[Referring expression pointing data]
┏━━
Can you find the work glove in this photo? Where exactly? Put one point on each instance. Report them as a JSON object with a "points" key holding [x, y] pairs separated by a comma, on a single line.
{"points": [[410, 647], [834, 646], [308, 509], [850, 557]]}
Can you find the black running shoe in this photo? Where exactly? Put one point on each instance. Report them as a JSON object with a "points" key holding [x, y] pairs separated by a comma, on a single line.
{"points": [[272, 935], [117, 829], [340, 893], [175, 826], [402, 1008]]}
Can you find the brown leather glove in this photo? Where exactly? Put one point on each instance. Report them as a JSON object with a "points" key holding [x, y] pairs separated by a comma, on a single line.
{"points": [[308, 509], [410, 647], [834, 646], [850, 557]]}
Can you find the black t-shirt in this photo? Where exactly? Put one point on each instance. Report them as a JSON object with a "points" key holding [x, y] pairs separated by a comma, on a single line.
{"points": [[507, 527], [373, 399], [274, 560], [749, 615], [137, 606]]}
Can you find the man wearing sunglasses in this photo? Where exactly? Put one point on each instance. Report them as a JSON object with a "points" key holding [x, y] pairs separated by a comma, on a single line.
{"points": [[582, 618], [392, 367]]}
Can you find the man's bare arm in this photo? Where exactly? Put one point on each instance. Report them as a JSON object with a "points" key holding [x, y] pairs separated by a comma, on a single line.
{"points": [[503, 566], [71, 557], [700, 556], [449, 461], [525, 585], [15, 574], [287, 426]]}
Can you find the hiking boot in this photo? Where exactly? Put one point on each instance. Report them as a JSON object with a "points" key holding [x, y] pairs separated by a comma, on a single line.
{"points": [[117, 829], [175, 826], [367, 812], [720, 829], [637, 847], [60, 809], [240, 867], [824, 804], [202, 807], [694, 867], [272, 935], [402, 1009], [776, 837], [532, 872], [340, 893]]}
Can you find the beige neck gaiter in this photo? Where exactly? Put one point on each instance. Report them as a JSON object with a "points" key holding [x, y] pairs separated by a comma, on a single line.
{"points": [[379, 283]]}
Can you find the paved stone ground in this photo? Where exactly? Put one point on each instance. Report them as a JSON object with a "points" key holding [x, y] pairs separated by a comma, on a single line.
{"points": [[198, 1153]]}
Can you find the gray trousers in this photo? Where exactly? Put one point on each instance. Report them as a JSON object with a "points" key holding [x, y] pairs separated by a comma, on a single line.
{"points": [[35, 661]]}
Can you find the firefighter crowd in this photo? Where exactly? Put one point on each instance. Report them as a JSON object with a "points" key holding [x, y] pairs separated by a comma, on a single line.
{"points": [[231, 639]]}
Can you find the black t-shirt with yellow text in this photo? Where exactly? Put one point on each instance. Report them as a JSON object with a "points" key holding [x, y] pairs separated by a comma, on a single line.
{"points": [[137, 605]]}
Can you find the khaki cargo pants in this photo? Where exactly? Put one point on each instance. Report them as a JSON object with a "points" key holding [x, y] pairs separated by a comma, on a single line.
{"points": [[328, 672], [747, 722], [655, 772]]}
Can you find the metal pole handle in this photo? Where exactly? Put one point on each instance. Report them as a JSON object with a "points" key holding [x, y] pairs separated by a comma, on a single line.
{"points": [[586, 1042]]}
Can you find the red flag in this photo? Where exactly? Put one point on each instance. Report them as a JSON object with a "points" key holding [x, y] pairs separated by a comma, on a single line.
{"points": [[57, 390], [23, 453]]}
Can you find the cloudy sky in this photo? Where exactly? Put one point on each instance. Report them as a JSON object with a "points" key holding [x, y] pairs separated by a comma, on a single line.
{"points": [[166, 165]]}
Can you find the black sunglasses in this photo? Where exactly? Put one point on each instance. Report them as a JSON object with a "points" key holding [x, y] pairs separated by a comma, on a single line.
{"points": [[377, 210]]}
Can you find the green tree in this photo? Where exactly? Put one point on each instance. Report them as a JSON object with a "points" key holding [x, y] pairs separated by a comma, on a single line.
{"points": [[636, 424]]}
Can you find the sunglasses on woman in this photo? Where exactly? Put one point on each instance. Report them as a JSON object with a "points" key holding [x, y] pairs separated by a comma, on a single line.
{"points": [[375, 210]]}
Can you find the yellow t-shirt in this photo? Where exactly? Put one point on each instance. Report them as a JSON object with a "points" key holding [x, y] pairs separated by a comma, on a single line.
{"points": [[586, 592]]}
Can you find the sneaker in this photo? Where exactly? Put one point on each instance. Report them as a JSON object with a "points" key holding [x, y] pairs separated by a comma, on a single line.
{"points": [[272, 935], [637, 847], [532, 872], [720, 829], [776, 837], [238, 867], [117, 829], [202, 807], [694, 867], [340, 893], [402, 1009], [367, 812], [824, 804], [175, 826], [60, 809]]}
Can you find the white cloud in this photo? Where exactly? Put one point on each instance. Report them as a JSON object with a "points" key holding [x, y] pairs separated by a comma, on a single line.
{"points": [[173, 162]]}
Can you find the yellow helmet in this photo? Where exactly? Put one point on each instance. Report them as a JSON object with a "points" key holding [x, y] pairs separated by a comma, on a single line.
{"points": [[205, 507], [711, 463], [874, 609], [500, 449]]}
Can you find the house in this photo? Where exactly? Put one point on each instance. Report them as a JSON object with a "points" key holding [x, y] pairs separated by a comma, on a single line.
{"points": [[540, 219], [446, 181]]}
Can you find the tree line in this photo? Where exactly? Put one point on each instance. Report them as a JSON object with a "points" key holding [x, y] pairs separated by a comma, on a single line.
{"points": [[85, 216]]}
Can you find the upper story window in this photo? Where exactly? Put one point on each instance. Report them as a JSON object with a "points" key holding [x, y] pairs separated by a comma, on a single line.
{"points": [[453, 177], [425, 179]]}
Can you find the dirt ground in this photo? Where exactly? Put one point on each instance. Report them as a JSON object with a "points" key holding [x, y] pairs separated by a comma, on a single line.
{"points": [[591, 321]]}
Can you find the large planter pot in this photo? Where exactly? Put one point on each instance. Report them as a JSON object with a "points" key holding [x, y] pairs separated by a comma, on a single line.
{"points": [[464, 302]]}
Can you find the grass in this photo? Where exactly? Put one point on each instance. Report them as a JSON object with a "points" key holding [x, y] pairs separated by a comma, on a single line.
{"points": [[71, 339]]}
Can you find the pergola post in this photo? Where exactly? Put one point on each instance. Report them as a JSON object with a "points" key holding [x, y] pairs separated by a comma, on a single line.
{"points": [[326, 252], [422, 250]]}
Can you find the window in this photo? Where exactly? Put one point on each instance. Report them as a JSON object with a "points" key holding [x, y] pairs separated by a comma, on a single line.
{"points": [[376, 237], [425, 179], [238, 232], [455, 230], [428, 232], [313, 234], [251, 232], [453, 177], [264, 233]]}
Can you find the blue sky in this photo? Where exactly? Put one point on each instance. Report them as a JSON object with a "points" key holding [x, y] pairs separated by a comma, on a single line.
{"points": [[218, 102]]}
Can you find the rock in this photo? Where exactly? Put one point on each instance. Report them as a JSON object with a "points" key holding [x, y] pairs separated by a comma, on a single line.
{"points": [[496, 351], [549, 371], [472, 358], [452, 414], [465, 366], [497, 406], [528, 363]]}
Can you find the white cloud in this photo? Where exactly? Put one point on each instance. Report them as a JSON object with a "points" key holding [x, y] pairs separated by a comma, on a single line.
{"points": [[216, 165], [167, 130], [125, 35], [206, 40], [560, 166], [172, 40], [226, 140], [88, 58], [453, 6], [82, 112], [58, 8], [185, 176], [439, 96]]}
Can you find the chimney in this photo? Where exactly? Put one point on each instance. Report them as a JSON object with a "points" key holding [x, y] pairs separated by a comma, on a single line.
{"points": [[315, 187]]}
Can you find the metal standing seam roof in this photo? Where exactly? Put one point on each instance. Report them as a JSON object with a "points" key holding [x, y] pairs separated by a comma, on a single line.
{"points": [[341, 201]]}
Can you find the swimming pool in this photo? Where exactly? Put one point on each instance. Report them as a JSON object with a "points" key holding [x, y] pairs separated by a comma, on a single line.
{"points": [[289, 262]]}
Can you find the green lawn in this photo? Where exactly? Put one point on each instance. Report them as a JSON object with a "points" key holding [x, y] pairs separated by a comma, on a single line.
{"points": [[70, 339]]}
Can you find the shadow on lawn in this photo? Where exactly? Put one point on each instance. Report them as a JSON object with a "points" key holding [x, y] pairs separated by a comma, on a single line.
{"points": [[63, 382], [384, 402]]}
┗━━
#### Problem description:
Output exactly the lines between the one containing "Can you find the swimming" and the final line above, both inclusive.

#### Output below:
Can you find the swimming pool in this photo? Where exactly? Put one point on each instance. Report them as a JSON object with a "points" key holding [x, y] pairs separated by a comma, on a single line.
{"points": [[289, 262]]}
Can you find the green lawn in this photo? Where exactly? Put one point on each instance. Report them as a JSON object with a "points" key holding [x, y] pairs separated by a comma, on a single line.
{"points": [[70, 339]]}
Can you find the shadow on lawn in this photo? Where exactly? Put one point on each instance. Report them as a JSON object with a "points" key holding [x, y] pairs separated by a comma, on a single line.
{"points": [[63, 382], [384, 402]]}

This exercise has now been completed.